** Information follows **

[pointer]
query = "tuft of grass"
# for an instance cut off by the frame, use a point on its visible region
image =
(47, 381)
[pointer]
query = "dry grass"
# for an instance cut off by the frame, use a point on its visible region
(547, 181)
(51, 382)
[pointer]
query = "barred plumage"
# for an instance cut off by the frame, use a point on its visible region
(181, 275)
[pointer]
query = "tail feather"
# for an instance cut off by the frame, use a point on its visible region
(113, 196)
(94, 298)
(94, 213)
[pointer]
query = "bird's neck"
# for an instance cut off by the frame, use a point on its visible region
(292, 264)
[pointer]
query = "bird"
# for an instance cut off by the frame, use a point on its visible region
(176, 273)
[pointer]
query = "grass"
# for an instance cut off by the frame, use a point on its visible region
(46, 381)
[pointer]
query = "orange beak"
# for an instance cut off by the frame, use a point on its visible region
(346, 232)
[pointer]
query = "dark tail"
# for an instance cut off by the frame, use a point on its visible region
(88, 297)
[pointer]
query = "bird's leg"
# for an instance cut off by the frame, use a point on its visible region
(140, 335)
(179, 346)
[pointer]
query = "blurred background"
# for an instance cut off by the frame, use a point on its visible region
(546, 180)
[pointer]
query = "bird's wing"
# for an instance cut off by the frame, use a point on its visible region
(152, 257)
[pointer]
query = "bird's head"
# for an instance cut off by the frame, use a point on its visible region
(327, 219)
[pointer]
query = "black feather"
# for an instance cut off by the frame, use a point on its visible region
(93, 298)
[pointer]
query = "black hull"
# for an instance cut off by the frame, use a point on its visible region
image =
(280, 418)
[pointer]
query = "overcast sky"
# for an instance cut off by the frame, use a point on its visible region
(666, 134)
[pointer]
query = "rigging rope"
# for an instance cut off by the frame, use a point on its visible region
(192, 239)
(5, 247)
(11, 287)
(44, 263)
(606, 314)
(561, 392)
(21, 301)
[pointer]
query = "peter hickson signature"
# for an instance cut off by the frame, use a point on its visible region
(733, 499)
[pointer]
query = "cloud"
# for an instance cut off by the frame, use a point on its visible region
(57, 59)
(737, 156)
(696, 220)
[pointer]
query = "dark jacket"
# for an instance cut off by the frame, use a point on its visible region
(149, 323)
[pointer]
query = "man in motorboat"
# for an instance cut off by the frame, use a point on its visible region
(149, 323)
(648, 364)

** End of Information **

Exercise goal
Would you return all lines from the preceding listing that contain the word "feather"?

Solution
query = "tail feather"
query = "black feather"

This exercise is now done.